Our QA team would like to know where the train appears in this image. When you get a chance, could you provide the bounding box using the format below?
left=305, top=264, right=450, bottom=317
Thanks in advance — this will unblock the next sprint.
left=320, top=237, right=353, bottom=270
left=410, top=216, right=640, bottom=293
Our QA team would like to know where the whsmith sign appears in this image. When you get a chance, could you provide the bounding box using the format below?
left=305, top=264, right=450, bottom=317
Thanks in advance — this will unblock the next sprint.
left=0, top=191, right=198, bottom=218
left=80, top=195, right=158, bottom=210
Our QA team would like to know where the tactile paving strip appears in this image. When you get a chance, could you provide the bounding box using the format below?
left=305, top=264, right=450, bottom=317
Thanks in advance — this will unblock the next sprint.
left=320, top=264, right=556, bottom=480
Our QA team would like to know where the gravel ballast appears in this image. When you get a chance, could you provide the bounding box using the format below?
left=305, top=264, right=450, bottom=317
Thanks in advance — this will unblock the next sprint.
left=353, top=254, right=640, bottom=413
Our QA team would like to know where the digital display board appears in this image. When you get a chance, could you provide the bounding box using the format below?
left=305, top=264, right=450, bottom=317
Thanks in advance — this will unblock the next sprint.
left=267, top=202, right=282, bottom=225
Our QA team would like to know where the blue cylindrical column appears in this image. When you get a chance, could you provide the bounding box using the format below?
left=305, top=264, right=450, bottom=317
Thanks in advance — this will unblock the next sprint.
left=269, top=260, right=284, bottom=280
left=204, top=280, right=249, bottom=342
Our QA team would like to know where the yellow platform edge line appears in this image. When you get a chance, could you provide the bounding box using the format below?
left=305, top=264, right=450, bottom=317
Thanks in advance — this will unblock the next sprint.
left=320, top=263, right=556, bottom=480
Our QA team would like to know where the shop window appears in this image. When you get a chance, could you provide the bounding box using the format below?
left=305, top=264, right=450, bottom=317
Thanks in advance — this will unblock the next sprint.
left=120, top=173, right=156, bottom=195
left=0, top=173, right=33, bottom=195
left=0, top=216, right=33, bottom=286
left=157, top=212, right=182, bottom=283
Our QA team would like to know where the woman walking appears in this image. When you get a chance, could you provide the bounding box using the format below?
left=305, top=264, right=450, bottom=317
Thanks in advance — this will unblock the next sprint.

> [What to produce] Retype all of the entries above word for word, keeping their order and line breaks.

> [Solution for this problem]
Our QA team would like to know where the train appears in this image. When you get a chance, could you provide the bounding box using the format below?
left=305, top=264, right=450, bottom=317
Thanks in advance — this will unblock the next sprint.
left=320, top=237, right=353, bottom=270
left=410, top=216, right=640, bottom=293
Our QA team would like to know where the whsmith sign appears in this image. When you get a chance, could you provide the bounding box using the format below?
left=305, top=264, right=450, bottom=317
Thanks in advance — this will unblock the next sprint.
left=0, top=191, right=198, bottom=218
left=80, top=195, right=158, bottom=210
Our QA team would like to know where the tactile paving strip appears in this image. When you get a chance, could you provide the bounding box using the format below?
left=305, top=264, right=450, bottom=317
Thanks in advance — this will unblock the next sprint.
left=320, top=264, right=556, bottom=480
Our QA team would like to know where the gravel ballast appears in this image. When you get a chance, could you provide the bounding box using the format below?
left=305, top=264, right=450, bottom=317
Thanks in advance — this will unblock the next sprint.
left=353, top=254, right=640, bottom=413
Our QA team would like to know where the digital display board appears in this image. When you get a chance, could you provide the bounding box using the format below?
left=305, top=264, right=450, bottom=317
Thanks in advance — this will unblock the next sprint.
left=267, top=202, right=282, bottom=225
Our QA team would like to know where the blue cylindrical column appears in this image. When you get a chance, could you provide the bounding box using the format below?
left=305, top=264, right=450, bottom=317
Thanks in advance — this will unblock the next sprint.
left=269, top=260, right=284, bottom=280
left=204, top=280, right=249, bottom=342
Our QA team would like to know where the yellow platform edge line appears in this image. When you get a chance, could you provide the bounding box using the format below?
left=305, top=264, right=450, bottom=317
Thanks in advance — this will unblock the next sprint.
left=320, top=263, right=556, bottom=480
Our QA team would like to know where the shop window appears in this image. When you get a chance, could you provide the bounding box using the format below?
left=305, top=264, right=450, bottom=317
Thanks in advance — this will unblock the next sprint.
left=120, top=173, right=156, bottom=195
left=0, top=173, right=33, bottom=195
left=0, top=216, right=33, bottom=286
left=157, top=212, right=182, bottom=283
Our QA team would like to know where the woman walking appears in this image. When you get a chance, could you provide the bounding box using the format below?
left=305, top=264, right=450, bottom=317
Thanks in advance — this will unblock the next sprint.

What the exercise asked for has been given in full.